**WORK REQUEST:**
Every word of the data below has to be copied faithfully.

:: EXERCISE MATERIALS ::

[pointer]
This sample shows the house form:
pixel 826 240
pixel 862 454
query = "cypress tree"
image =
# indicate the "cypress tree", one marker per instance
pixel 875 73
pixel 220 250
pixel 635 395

:::

**RESULT OF THIS TASK:**
[pointer]
This sample shows the house form:
pixel 826 240
pixel 862 454
query = "cypress tree"
image =
# indicate the "cypress tree", one marker per instance
pixel 875 73
pixel 220 250
pixel 635 395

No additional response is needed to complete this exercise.